Exercise details: Exact copies of all the entries are required, and no pictures should appear in them.

Data to examine:
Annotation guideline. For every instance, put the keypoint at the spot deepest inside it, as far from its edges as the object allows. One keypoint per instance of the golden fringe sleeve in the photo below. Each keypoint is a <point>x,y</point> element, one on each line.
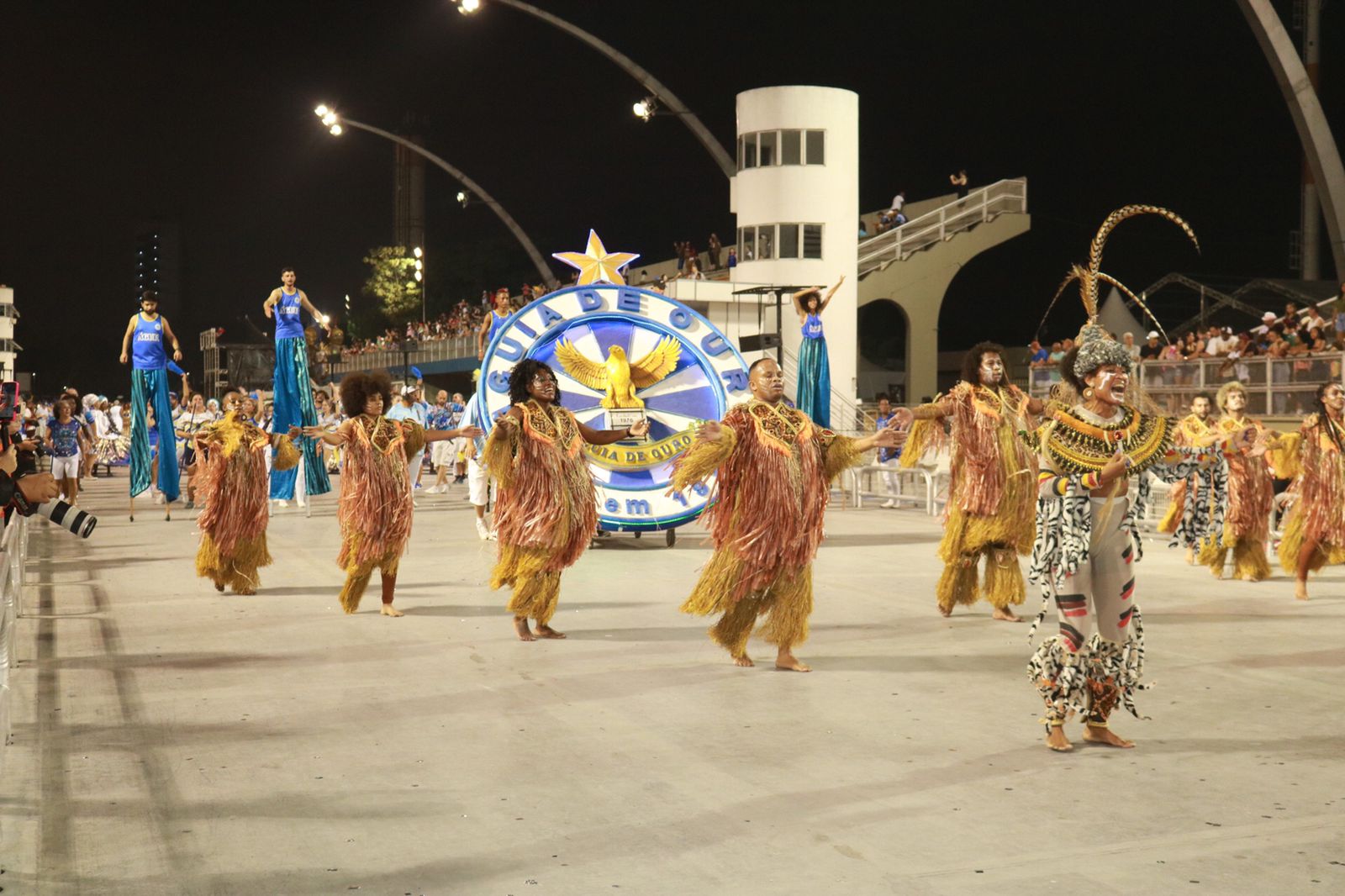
<point>703,459</point>
<point>287,455</point>
<point>501,450</point>
<point>842,454</point>
<point>1284,456</point>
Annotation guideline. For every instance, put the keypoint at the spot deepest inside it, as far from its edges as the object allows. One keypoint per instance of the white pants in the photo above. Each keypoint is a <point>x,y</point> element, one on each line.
<point>477,483</point>
<point>66,467</point>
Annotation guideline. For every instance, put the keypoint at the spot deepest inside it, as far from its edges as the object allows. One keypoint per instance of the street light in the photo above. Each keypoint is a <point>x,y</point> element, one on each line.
<point>670,101</point>
<point>336,123</point>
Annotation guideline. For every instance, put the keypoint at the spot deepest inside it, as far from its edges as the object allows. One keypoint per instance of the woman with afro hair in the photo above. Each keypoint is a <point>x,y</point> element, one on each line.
<point>376,505</point>
<point>546,510</point>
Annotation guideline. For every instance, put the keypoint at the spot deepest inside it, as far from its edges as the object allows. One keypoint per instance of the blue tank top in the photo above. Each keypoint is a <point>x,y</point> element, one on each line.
<point>147,345</point>
<point>497,322</point>
<point>813,327</point>
<point>288,323</point>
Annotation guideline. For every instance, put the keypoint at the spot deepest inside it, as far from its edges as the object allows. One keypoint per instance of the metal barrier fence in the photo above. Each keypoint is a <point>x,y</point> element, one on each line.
<point>1275,387</point>
<point>13,552</point>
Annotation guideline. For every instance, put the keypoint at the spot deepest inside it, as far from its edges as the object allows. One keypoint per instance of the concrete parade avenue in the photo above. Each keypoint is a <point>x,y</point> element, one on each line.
<point>168,739</point>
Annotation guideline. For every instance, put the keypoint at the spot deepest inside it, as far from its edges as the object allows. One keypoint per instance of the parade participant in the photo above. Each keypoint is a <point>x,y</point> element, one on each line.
<point>150,392</point>
<point>1102,434</point>
<point>775,468</point>
<point>230,479</point>
<point>814,367</point>
<point>1315,526</point>
<point>546,509</point>
<point>993,490</point>
<point>1251,493</point>
<point>376,502</point>
<point>1184,521</point>
<point>498,318</point>
<point>293,396</point>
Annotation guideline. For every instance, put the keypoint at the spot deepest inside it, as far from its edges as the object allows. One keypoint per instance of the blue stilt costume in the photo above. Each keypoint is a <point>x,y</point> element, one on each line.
<point>293,403</point>
<point>150,389</point>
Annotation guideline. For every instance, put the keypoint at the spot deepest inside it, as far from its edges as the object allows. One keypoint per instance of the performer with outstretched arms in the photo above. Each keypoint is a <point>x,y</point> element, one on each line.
<point>143,346</point>
<point>1102,430</point>
<point>230,482</point>
<point>1251,492</point>
<point>376,503</point>
<point>775,468</point>
<point>993,490</point>
<point>546,509</point>
<point>814,366</point>
<point>1315,458</point>
<point>293,398</point>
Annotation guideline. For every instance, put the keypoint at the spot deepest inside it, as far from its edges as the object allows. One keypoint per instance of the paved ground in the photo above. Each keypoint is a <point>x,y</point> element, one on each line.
<point>172,741</point>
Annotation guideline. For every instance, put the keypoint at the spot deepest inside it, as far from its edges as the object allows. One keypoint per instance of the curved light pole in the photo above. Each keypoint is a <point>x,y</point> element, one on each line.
<point>672,105</point>
<point>336,124</point>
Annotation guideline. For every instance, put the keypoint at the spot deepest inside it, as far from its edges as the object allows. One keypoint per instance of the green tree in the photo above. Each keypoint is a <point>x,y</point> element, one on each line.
<point>392,282</point>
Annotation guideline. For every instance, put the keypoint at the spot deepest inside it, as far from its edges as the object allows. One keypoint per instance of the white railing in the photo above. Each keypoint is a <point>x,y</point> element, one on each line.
<point>13,549</point>
<point>978,206</point>
<point>451,349</point>
<point>1275,387</point>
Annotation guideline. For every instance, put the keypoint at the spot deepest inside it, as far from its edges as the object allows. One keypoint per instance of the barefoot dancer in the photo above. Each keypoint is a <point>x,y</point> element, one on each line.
<point>546,509</point>
<point>1251,492</point>
<point>1087,528</point>
<point>994,482</point>
<point>775,468</point>
<point>1315,528</point>
<point>230,479</point>
<point>376,503</point>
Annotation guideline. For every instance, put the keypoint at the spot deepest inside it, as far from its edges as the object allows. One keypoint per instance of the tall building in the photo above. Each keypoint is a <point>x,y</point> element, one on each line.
<point>409,190</point>
<point>159,264</point>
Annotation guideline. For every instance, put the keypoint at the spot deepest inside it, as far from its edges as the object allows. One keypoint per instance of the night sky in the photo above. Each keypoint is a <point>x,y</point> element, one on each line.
<point>201,114</point>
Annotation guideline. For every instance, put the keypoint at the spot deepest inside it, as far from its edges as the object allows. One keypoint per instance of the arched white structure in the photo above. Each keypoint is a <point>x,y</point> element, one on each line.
<point>797,192</point>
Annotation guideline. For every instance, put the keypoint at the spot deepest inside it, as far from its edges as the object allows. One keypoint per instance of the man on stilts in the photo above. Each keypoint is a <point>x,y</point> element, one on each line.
<point>143,346</point>
<point>293,393</point>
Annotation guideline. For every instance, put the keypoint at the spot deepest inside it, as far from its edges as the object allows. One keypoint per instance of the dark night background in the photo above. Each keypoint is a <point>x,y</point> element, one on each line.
<point>202,114</point>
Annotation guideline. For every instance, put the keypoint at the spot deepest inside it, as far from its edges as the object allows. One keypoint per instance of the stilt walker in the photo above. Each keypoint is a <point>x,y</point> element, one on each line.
<point>1087,539</point>
<point>1251,492</point>
<point>293,403</point>
<point>993,490</point>
<point>775,468</point>
<point>376,505</point>
<point>546,509</point>
<point>1315,456</point>
<point>232,488</point>
<point>143,346</point>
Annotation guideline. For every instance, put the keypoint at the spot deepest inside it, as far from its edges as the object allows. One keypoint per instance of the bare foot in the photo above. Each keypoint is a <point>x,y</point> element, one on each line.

Output below:
Annotation guideline. For every instance, put the keypoint at the spot deepest inside it, as far from its edges as the object allows. One keypoint per instance of the golden fringe sleeve in the photo below. Each keypoint is a <point>x,y</point> element, one on each line.
<point>703,459</point>
<point>287,455</point>
<point>501,450</point>
<point>842,454</point>
<point>1284,456</point>
Annotation guideline. For every instance, put the keypoint at the spot deepest inside it, as far from its edges as the object allows. One keypoint per instance of the white pants in the photo above. Each keypoint is a <point>x,y</point> element, one on each line.
<point>477,483</point>
<point>66,467</point>
Annotation guideline. For every instance, put the keypoint at the spot deepest inside it, as far from its edges as the object allows. One keypoint per instance of the street light in the photo above. Each keypoint is a <point>x,y</point> element, one on each line.
<point>670,101</point>
<point>336,123</point>
Annotation guideline. For every instance, put the keypoint at the spot deepest inside it, as far from its edges as the object allows. One keypoint per instance of the woman with afro hair in the photo above. Each keypoint is a <point>x,y</point> element, one on each line.
<point>376,505</point>
<point>546,510</point>
Annotation guideline. For every instance, put the keypoint at the spot deepest inside it, as far from its edges as the object allows. One keypoint per instance of the blue tank top in the photo above. Each keypoint is a <point>x,y</point> element, one on each line.
<point>147,345</point>
<point>497,322</point>
<point>813,327</point>
<point>288,323</point>
Annotation guideline. For every instance, put the keypoint at the spot deepest inside it, as far from its edges as the object allows. One keypoint per instance of the metal barrier fence in the photo above. Each keypoint is a <point>x,y</point> element, one on each line.
<point>1275,387</point>
<point>13,552</point>
Annotation guideline. For every instance, put the keypoint at the spot deepest inside it, as far from its edges as the object allows. One keypoint per instance of the concrete parade avenue in the photo above. Each keypoint is a <point>x,y</point> element, one on each line.
<point>168,739</point>
Annotation guideline. For every instance, put the keypoint at the spot deepest inside it, as far from its edges as the object allows. One keypoint per instance of the parade participant in the photo above. Each keypoint is a <point>x,y</point> element, one on each line.
<point>150,392</point>
<point>1102,434</point>
<point>775,468</point>
<point>230,479</point>
<point>814,367</point>
<point>1315,526</point>
<point>546,509</point>
<point>993,490</point>
<point>1251,493</point>
<point>376,502</point>
<point>1184,521</point>
<point>498,318</point>
<point>293,396</point>
Annotation guideline. For every instance, put the keypoint at the spot deepest inside it, as far from its edges as the object allows. One keypoint per instance of the blue stilt costume in the photo above. Each keypoint is a <point>x,y</point> element, one on each line.
<point>293,403</point>
<point>150,389</point>
Annotation guideline. For every instance, put the keypoint at the spot deepest inside it, as far from its edges as the object allows. One keypoint per instance of the performer with outstretched arms in the photo above. Each keypoint is a <point>x,y</point> element, one on each line.
<point>143,346</point>
<point>1102,430</point>
<point>230,482</point>
<point>1251,492</point>
<point>376,503</point>
<point>775,468</point>
<point>993,490</point>
<point>546,509</point>
<point>814,366</point>
<point>1315,458</point>
<point>293,398</point>
Annotation guideline. For every instance, put the keypoint at the spot deepest inside it, as far from its edges as the object allows. One keypoint per instance of the paved ground in the photo above. Each keypoint is a <point>x,y</point> element, one on each line.
<point>172,741</point>
Annotation guideline. For every instance, put the keypoint at the spot deepest inside it, as far from its edges as the object allows. One keypoint per instance of the curved light pole in the photo above. Each keypoint is a <point>x,y</point> element, one on each line.
<point>672,105</point>
<point>336,124</point>
Annotation guideline. For every instance, put the keypoint at the spot deepest inside it, as far from its edges as the object allows. One keypoint per instance of the green tree in the photo above. Each keypoint is a <point>x,y</point> element, one on each line.
<point>392,282</point>
Annotation guideline. For every instance, put the keypoint at the spot deepest inside it, as far from its edges as the object allows. One keypoint per instance of the white railing in the photo above. Each keypoint is a <point>x,y</point> element, one on each line.
<point>13,549</point>
<point>978,206</point>
<point>451,349</point>
<point>1275,387</point>
Annotation guideline. For every instance, put the keypoint at the spot deepest inside it, as far from its edges as the object allows. One keypoint per instance of the barefoot dancer in the photo above. Each keypoint is a <point>x,y</point> element, one on each line.
<point>546,509</point>
<point>1251,492</point>
<point>1087,528</point>
<point>994,482</point>
<point>775,468</point>
<point>1315,528</point>
<point>230,479</point>
<point>376,503</point>
Annotation guideline. For every instance, put the keypoint at the spot deepest inside it, as far from its edges as the object allows. One keypoint per instance of the tall building in the photo above. Each keypoint is a <point>x,y</point> element, one on each line.
<point>409,190</point>
<point>159,264</point>
Annotation guideline. For every instance, put the keypoint at the spot deepest inside it, as far from its edges as the object allows. One keypoint per instance of the night sky in the photo above. Each keypoint is a <point>x,y</point> element, one on each line.
<point>201,114</point>
Annotation guideline. For every instance, put the keypoint at the spot deepest inside it, as far from its edges as the object allows. One keypoint per instance of the arched white structure in the photo above. Each keypoint is a <point>x,y</point> element, one on each line.
<point>797,192</point>
Annotation guideline. For every instance, put the keypoint at the spot deepest inside it, as far from its edges as the object allows. One keypoint per instance of the man on stilts in the photo above. Each keypoint is a <point>x,y</point> element, one on each line.
<point>143,346</point>
<point>293,393</point>
Annotation guideline. For every instance, put the keypoint at the spot deepest inside it, as far from its edges as the object allows. One keypoint per instance of the dark night background in the photo above. Each keypoint is a <point>x,y</point> element, one on each line.
<point>202,114</point>
Annotation guideline. For every instance, put the keypoint at the spot deepest inside it, as far from its edges as the object allows. One keypoint per instance of the stilt walker in the photo above. Each keypoint is a <point>x,y</point> element, one on each line.
<point>1087,539</point>
<point>1251,492</point>
<point>293,403</point>
<point>993,490</point>
<point>775,468</point>
<point>376,505</point>
<point>546,509</point>
<point>1315,456</point>
<point>232,488</point>
<point>143,346</point>
Annotation guideline. For every instance, put the keypoint at the spot deepest inside it, as far from its edges as the object allows. One keypoint per instance of the bare foot in the photo above. Each keypoint is a <point>x,y</point> element, one on each line.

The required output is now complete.